APPLY WHAT YOU READ
A. In the rows, change "rough mask" to "coarse mask" in the lines between the one holding "Each <instance> block" and the one holding "637L889 638V648L894 651L895", inclusive. Give back only those lines, with everything else left as it is.
B. Extend the forum thread on the origin of the Polish word "majcher" from where it stops.

SOURCE EXTRACT
------------------------------------------------

# Polish: Μαχαίρι – majcher



## Ben Jamin

Hello,
I am trying to track the origin of the Polish word _Majcher (_knife). The word comes from prison slang in Poland, and is apparently related to the Greek word _Μαχαίρι_ (knife). But how did a Greek word find the way to Polish prison slang?
I have been thinking of the Ukrainian connection (the Odessa Greeks), but I have no clues whatsoever. Does anybody know a similar word in another language (maybe in the Balcan area)?


----------



## sokol

I have no idea either, I can only offer a guess: Polish prison slang might have been influenced by German Rotwelsch (which is also kind of a prison slang); and German Rotwelsch (which by the way also borrowed from Jiddisch) has some Romanes = Gypsy language borrowings, and Romanes on the other hand borrowed from Greek (some Gypsy dialects only have few Greek words, others have more - depending on their route to Europe).

But unfortunately I don't konw if "majcher" or a similar word exists in Rotwelsch (Google search turned up nothing).

------------------------------------------------

TASK MATERIAL
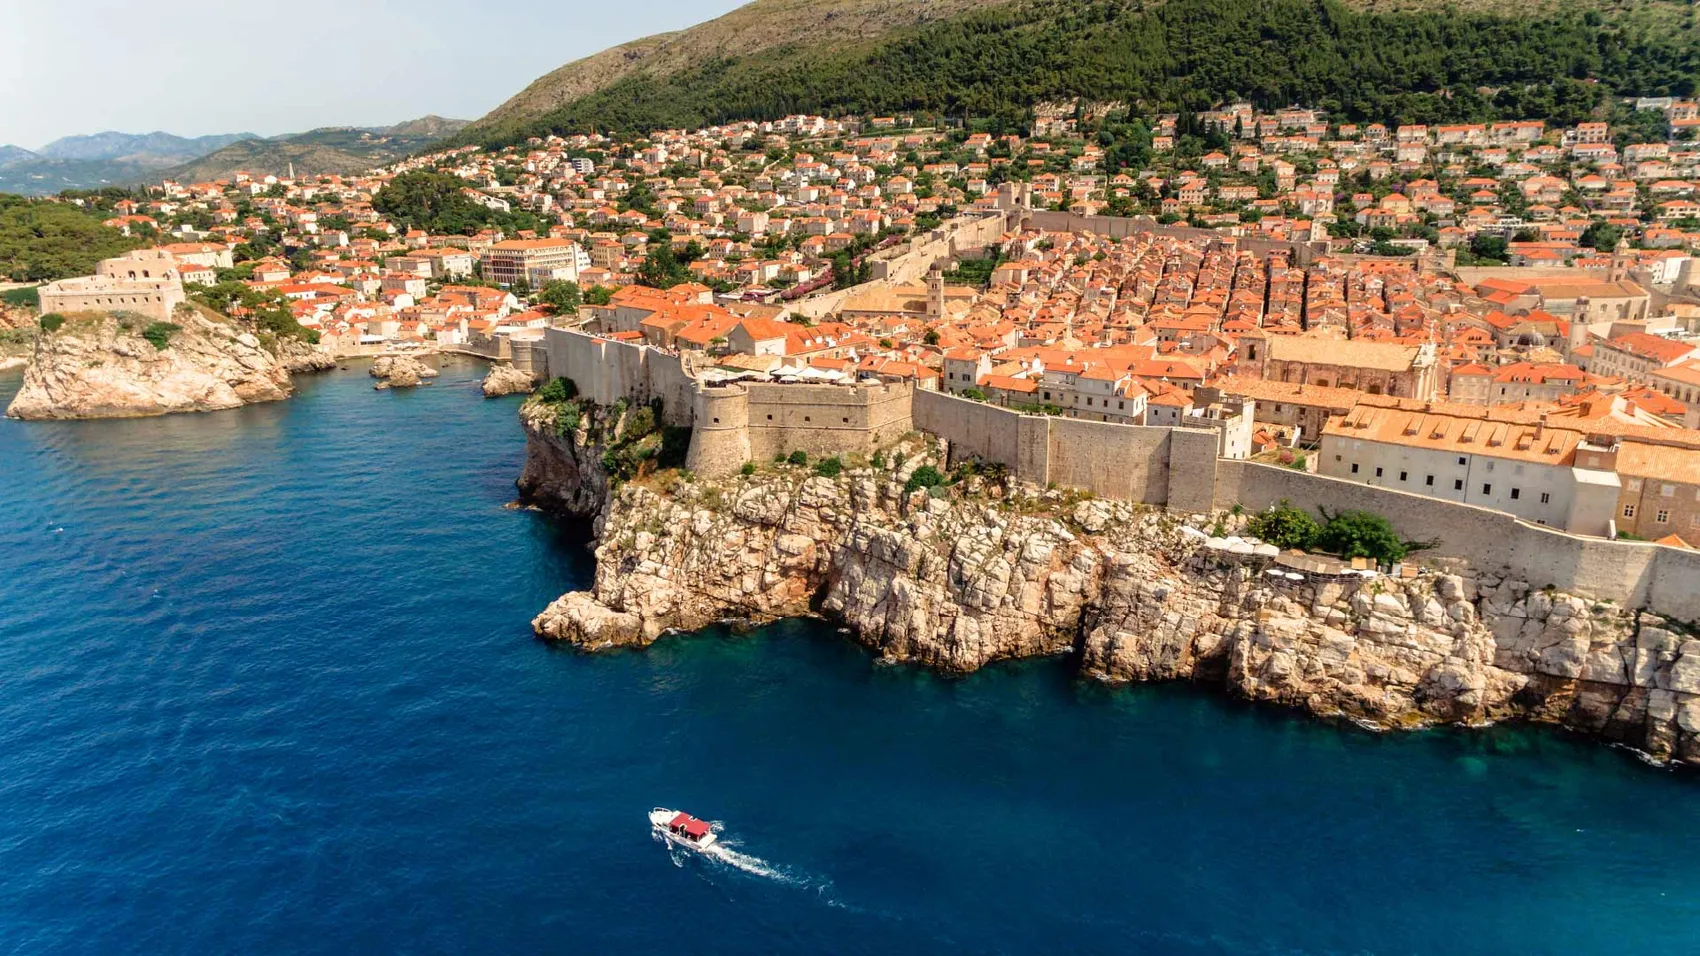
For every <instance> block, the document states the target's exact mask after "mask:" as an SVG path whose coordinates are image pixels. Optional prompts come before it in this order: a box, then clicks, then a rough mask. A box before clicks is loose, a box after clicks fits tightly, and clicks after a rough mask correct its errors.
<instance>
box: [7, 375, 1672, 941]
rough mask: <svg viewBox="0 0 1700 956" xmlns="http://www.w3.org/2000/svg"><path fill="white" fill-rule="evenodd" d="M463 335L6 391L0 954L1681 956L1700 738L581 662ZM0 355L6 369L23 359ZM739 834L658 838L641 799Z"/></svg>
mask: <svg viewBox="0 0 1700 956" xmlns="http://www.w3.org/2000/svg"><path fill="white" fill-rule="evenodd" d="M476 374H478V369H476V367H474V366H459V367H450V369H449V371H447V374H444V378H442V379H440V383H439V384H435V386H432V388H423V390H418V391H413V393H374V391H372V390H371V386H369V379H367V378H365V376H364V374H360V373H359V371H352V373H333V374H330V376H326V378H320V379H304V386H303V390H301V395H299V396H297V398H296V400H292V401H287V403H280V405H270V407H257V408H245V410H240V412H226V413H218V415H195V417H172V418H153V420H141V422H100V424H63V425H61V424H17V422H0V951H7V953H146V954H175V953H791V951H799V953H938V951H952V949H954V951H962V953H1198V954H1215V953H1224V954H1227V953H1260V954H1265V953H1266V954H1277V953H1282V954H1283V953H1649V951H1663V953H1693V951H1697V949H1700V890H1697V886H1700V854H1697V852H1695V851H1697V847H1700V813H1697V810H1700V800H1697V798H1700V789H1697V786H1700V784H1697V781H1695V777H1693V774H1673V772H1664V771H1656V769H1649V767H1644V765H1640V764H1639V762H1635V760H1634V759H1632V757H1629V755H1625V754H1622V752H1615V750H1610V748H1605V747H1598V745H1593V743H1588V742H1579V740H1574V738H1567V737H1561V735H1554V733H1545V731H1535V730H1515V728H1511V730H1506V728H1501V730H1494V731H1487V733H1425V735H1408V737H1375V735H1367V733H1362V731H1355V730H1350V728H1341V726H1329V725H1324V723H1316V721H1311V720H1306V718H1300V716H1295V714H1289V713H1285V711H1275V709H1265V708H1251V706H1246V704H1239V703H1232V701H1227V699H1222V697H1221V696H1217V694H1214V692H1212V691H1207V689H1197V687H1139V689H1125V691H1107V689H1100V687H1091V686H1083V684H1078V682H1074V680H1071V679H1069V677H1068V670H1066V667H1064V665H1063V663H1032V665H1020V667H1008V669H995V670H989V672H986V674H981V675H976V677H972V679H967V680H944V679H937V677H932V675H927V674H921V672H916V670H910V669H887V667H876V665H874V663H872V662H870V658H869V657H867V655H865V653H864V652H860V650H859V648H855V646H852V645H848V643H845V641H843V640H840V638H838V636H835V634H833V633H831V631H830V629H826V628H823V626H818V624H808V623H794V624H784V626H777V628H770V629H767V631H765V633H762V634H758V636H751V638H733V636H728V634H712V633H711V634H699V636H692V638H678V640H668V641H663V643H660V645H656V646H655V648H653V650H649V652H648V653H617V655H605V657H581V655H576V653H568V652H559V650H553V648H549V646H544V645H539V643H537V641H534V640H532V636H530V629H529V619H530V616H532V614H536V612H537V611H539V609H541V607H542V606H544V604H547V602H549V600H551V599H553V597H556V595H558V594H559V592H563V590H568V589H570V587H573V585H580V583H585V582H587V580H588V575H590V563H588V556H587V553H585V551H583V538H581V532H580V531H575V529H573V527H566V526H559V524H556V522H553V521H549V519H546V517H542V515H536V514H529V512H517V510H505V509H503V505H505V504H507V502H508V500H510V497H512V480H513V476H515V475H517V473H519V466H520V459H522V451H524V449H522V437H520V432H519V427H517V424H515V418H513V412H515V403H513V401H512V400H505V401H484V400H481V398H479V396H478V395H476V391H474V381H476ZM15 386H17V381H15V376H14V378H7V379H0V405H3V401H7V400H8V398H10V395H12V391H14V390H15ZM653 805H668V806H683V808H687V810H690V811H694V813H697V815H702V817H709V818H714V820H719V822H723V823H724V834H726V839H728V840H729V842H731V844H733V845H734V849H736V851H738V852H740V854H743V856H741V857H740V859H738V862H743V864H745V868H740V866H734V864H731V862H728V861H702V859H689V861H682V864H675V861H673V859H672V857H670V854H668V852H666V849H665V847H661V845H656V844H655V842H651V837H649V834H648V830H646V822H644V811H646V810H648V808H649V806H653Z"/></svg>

------------------------------------------------

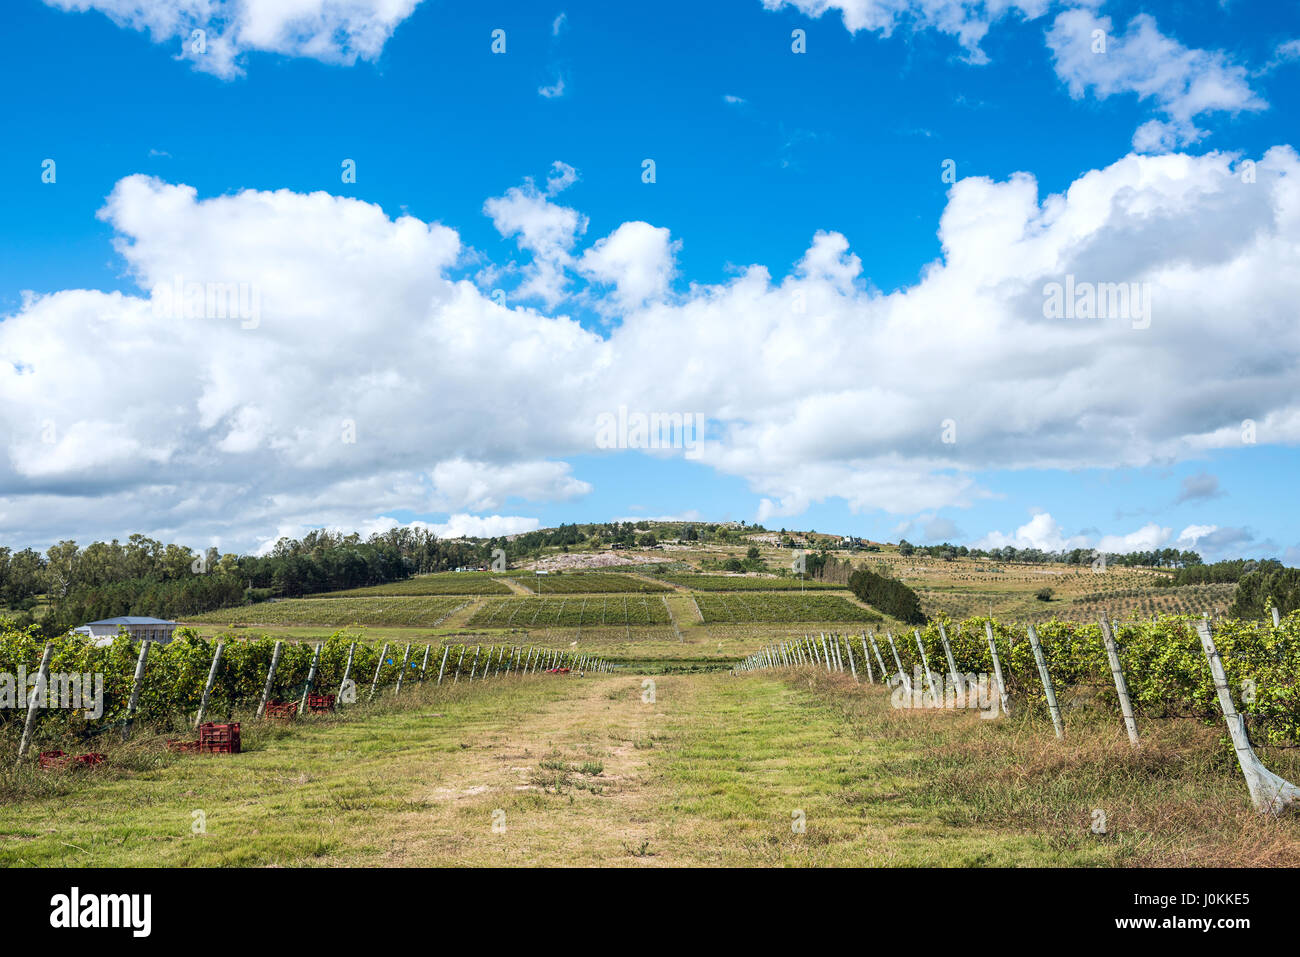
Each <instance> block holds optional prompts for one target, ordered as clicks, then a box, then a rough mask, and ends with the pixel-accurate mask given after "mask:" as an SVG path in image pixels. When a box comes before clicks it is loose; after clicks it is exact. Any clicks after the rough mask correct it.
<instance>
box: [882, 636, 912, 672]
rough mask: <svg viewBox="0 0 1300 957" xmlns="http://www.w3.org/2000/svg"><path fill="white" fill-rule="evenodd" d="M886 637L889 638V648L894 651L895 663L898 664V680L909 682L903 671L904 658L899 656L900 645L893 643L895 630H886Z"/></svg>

------------------------------------------------

ANSWERS TO EACH TASK
A.
Each <instance> block holds optional prompts for one target, ordered as clicks, then a box, then a coarse mask, and ends with the pixel-accurate mask given after "mask:" as an SVG path in image pixels. When a box comes before clicks it is loose; after clicks it is exact. Any clicks after the coarse mask correct it.
<instance>
box: [882, 636, 912, 672]
coarse mask: <svg viewBox="0 0 1300 957" xmlns="http://www.w3.org/2000/svg"><path fill="white" fill-rule="evenodd" d="M886 637L889 638V648L894 651L895 663L898 664V680L909 682L903 671L904 658L899 656L900 645L893 643L895 630H886Z"/></svg>

B.
----------



## Ben Jamin

sokol said:


> I have no idea either, I can only offer a guess: Polish prison slang might have been influenced by German Rotwelsch (which is also kind of a prison slang); and German Rotwelsch (which by the way also borrowed from Jiddisch) has some Romanes = Gypsy language borrowings, and Romanes on the other hand borrowed from Greek (some Gypsy dialects only have few Greek words, others have more - depending on their route to Europe).
> 
> But unfortunately I don't konw if "majcher" or a similar word exists in Rotwelsch (Google search turned up nothing).


 I have been thinking about the Gypsy track too, as I know they absorbed a number of Greek words on their way North, but I have no idea how old the Greek word is, and what the origin of it might be. I do not know any Gypsy dictionary either, so I can not check. So, we can hope to get help from people that are competent in Greek and the Gypsy languages.


----------



## shawnee

The word has a very long Greek provenance. The biblical 'he who lives by the sword.... is _'Μάχαιρα έλαβες Μάχαιρα θα λάβεις'. _I suspect it goes back even further but I'm not the one to say though there are those on the Greek forum who can. I remain curious as to how it's appearance in Hungarian prison slang has been observed. I mean was it universally used or was it a Greek speaking prisoner perhaps? As far as I know, The Gypsies in Greece speak Greek as well as their own language so I can only wonder as you have done at the journey the word has made.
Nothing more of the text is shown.